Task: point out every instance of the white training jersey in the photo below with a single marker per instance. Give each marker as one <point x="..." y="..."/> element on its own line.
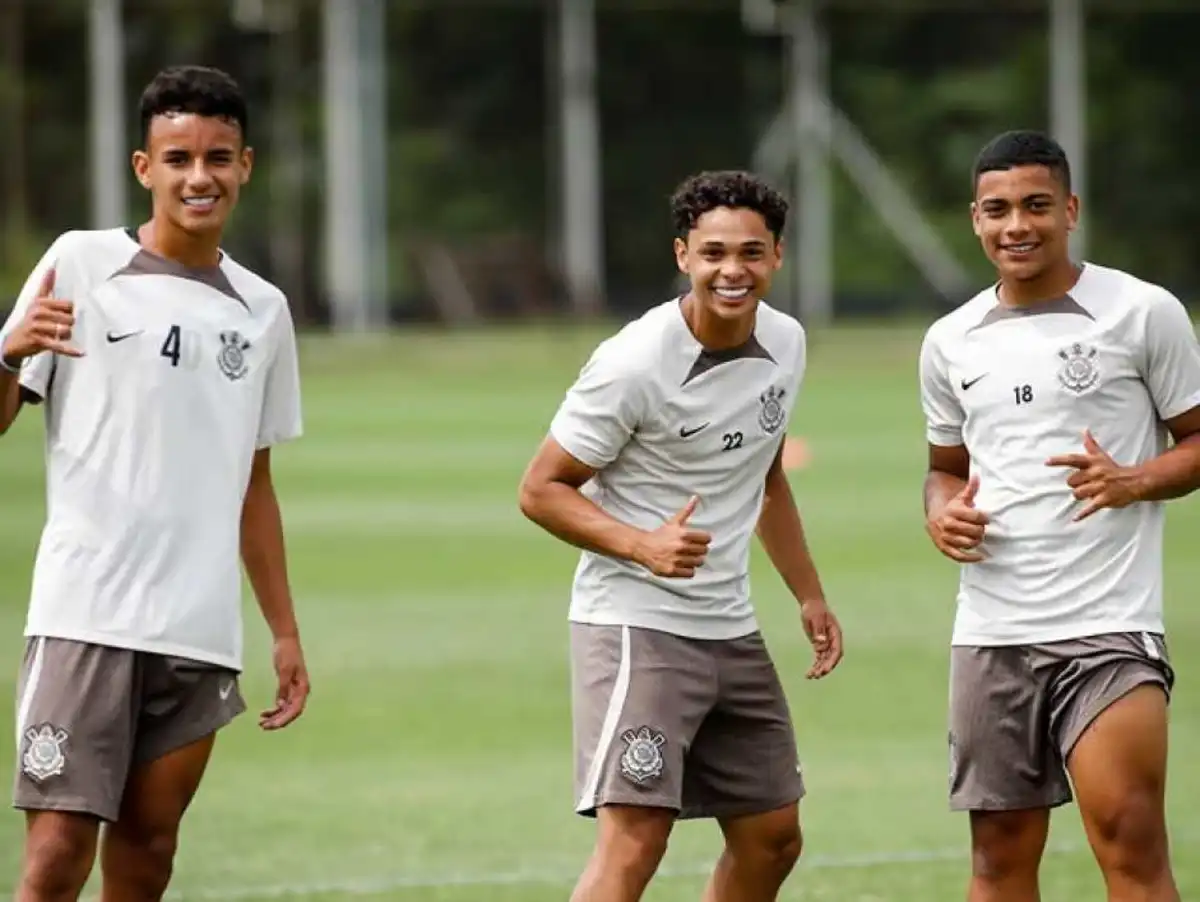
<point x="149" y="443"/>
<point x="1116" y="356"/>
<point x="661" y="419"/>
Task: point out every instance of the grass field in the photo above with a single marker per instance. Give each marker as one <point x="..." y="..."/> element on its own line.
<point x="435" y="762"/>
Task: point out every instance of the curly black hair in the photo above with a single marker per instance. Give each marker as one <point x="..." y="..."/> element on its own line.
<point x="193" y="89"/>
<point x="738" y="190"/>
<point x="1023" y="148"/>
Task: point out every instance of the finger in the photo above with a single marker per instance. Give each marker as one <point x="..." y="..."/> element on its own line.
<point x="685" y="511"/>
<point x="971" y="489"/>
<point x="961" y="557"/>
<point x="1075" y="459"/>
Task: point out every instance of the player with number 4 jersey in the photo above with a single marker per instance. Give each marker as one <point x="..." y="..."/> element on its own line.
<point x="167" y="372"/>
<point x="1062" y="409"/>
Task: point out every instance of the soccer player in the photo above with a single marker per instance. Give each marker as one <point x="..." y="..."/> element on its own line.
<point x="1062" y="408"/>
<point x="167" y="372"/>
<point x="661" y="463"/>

**Work order**
The task calls for all records to be set down precisely, excluding any images.

**Task response**
Task: point out every instance of the white training jersey in the photo below with a single marker per instance. Give each marker as one <point x="..." y="..."/> element on its own line.
<point x="149" y="443"/>
<point x="1116" y="356"/>
<point x="661" y="419"/>
Task: point out every instance of the grass field in the photo above with a single marker per instance. Give each marker as one <point x="..." y="..."/> element on its own line.
<point x="435" y="762"/>
Task: point out every instance of the curly black hair in the photo above with a single marker per instance. Give each marker as one <point x="..." y="..."/> element on its own line.
<point x="193" y="89"/>
<point x="738" y="190"/>
<point x="1023" y="148"/>
Task: point out every instance of the finger in the photo above with a single marker per instance. Give each marker as one <point x="..." y="..."/> element on its own line.
<point x="685" y="511"/>
<point x="971" y="489"/>
<point x="961" y="557"/>
<point x="1075" y="459"/>
Task: point out every instance of the player with number 4 jersey in the photo above with a single marker per instance. Give each marker as one <point x="..." y="..."/> element on its own line.
<point x="167" y="372"/>
<point x="1062" y="409"/>
Task: point out every instance of the soccer player in the photo above with a single marker per instance. Give each marker as one <point x="..." y="..."/> element on its own line.
<point x="1062" y="408"/>
<point x="167" y="372"/>
<point x="661" y="463"/>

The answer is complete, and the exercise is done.